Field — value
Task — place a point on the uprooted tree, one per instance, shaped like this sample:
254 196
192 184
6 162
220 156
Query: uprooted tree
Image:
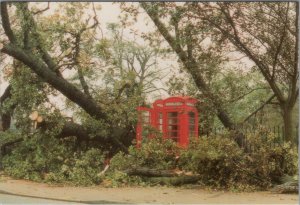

·····

- WHAT YOU SHOULD DO -
Rewrite the rows above, swapping every "uprooted tree" for "fallen tree" and keeping everything else the same. Leave the pictures out of the rewritten rows.

- IN RESPONSE -
Field — value
Task — place a point on the fallen tree, one per instance, shaped like this sample:
254 196
192 184
6 162
220 156
Query: fallen tree
Image:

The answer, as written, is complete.